═══ Seçilen metin

Türkiye gözlerini Batı'ya çevirdi, Doğu'yu unuttu.
Bir süredir TV'lerdeki görüntüleri izliyor musunuz bilemem ama izleyenler görüyorlardır.
Kuzey Irak'ta Kürt devleti dönüşü olamayacak bir şekilde kuruldu bitti.
Bir resmen ilanı kaldı.
Üstelik resmi ilana bile lüzum kalmadan Ankara'da verilen Nevruz resepsiyonu ile bu devlet Türkiye'ye kendisini kabul ettirmiş de oldu...
Ankara bu emrivakinin farkında mı?
* * *
UZUN süre bizim bazı uzmanlarımız, uzman sayılanlarımız Kuzey Irak'ta bir Kürt devleti olamaz, bu imkansız, diye bilgiçlik tasladılar, Ankara'yı da belki bunlar etkiledi...
Oysa şimdi Kuzey Irak'taki ordunun, polis gücünün eğitimi ve geçit törenleri TV'lerde yayımlanıyor.

══════

Verilen görev 1: Aşağıdaki ifadelerin Kuzey Irak yazısıyla uyuşup uyuşmadığını evet ya da hayır diye belirtin ve her biri için belirleyici sözleri yazıdan aynen alıntılayın. (a) Yazara göre Kuzey Irak'taki Kürt devletinin yalnızca resmen ilanı kaldı. (b) Nevruz resepsiyonu Kuzey Irak'ta verildi. (c) Kuzey Irak'taki ordunun eğitimi TV'lerde yayımlanıyor.
Verilen görev 2: Kuzey Irak yazısına göre bu devletin resmi ilana gerek kalmadan kendisini Türkiye'ye nasıl kabul ettirmiş olduğunu bir iki cümleyle açıklayın.
Verilen görev 3: Kuzey Irak yazısında "Üstelik resmi ilana" sözlerinden "belki bunlar etkiledi..." sözlerine kadar uzanan bölümü olduğu gibi yazın.

═══ Veri bölümü

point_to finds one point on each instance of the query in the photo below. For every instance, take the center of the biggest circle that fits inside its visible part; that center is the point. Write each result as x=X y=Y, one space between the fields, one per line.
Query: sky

══════

Görevin çözümü 1:
(a) Evet: "Bir resmen ilanı kaldı."
(b) Hayır: "Ankara'da verilen Nevruz resepsiyonu"
(c) Evet: "Oysa şimdi Kuzey Irak'taki ordunun, polis gücünün eğitimi ve geçit törenleri TV'lerde yayımlanıyor."

Görevin çözümü 2: Yazıya göre bu devlet, Ankara'da verilen Nevruz resepsiyonu ile kendisini Türkiye'ye kabul ettirmiş oldu. Yazar bunu bir emrivaki olarak görüyor.

Görevin çözümü 3:
Üstelik resmi ilana bile lüzum kalmadan Ankara'da verilen Nevruz resepsiyonu ile bu devlet Türkiye'ye kendisini kabul ettirmiş de oldu...
Ankara bu emrivakinin farkında mı?
* * *
UZUN süre bizim bazı uzmanlarımız, uzman sayılanlarımız Kuzey Irak'ta bir Kürt devleti olamaz, bu imkansız, diye bilgiçlik tasladılar, Ankara'yı da belki bunlar etkiledi...